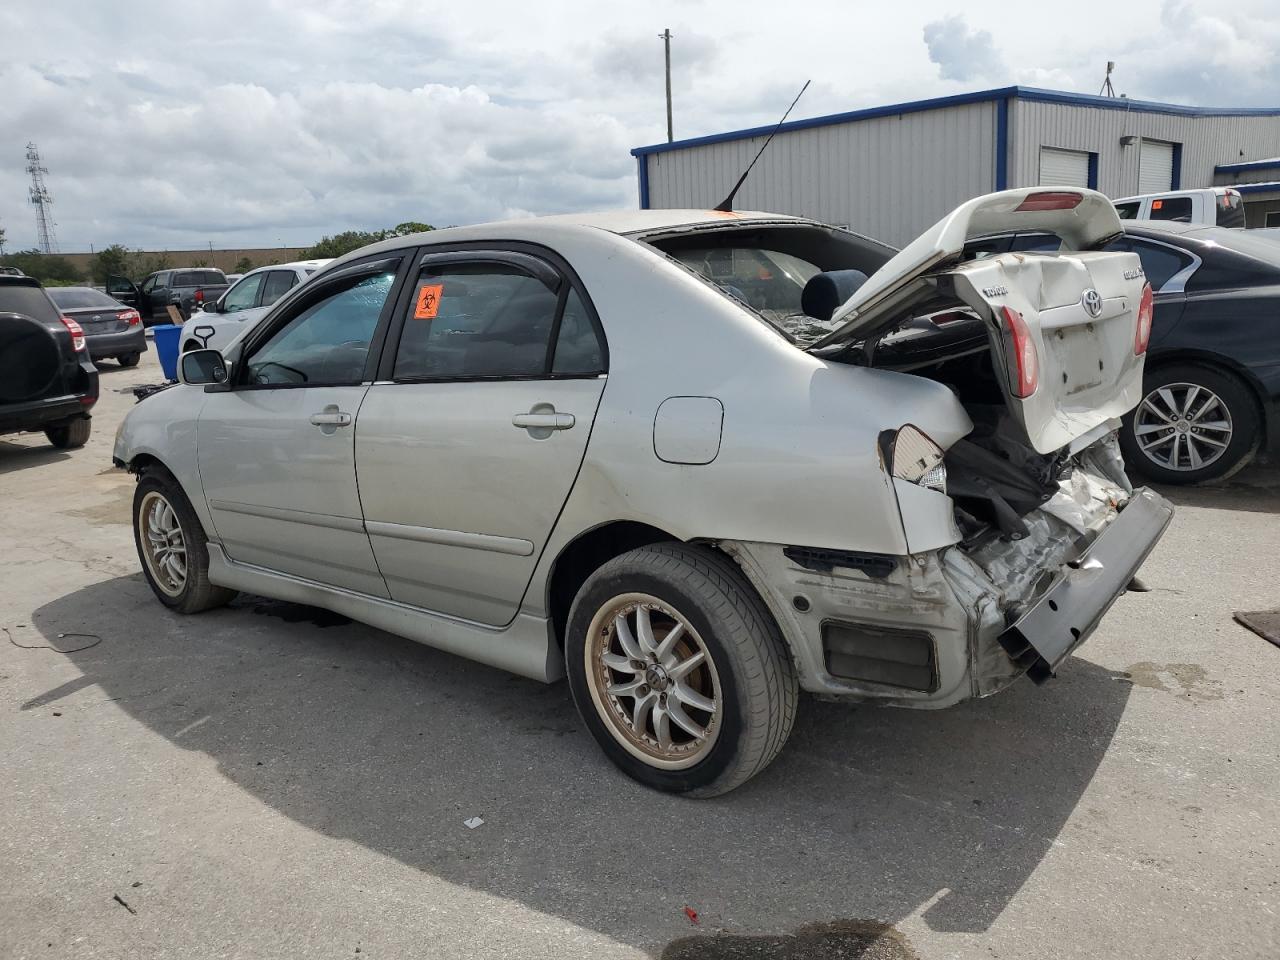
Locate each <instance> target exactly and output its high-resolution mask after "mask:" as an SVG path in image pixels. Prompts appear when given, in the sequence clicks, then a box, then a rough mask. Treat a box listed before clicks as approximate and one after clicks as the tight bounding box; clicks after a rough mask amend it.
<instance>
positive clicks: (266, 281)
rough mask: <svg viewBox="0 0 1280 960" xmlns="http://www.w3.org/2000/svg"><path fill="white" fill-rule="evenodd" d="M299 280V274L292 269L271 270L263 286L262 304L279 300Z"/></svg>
mask: <svg viewBox="0 0 1280 960" xmlns="http://www.w3.org/2000/svg"><path fill="white" fill-rule="evenodd" d="M297 282H298V276H297V274H294V273H293V271H292V270H271V273H269V274H268V275H266V285H264V287H262V306H264V307H265V306H268V305H270V303H274V302H275V301H278V300H279V298H280V297H283V296H284V294H285V293H288V292H289V288H291V287H292V285H293V284H296V283H297Z"/></svg>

* * *

WORK REQUIRED → The finished copy should match the data above word for word and contain no pictures.

RESULT OF THIS TASK →
Locate each <instance> target exactly and output its high-resolution mask after "mask:" as an SVG path in image pixels. Prompts appear when given, in the sequence clicks, then a box, then a rough mask. Treat a box listed before clicks as approximate and one after clicks as the tight bounding box; clicks after a rough mask amend it.
<instance>
positive clicks: (266, 281)
rough mask: <svg viewBox="0 0 1280 960" xmlns="http://www.w3.org/2000/svg"><path fill="white" fill-rule="evenodd" d="M299 280V274L292 269L271 270L263 286L262 304L279 300Z"/></svg>
mask: <svg viewBox="0 0 1280 960" xmlns="http://www.w3.org/2000/svg"><path fill="white" fill-rule="evenodd" d="M297 282H298V276H297V274H294V273H293V271H292V270H271V273H269V274H268V275H266V285H264V287H262V306H264V307H265V306H268V305H270V303H274V302H275V301H278V300H279V298H280V297H283V296H284V294H285V293H288V292H289V288H291V287H292V285H293V284H296V283H297Z"/></svg>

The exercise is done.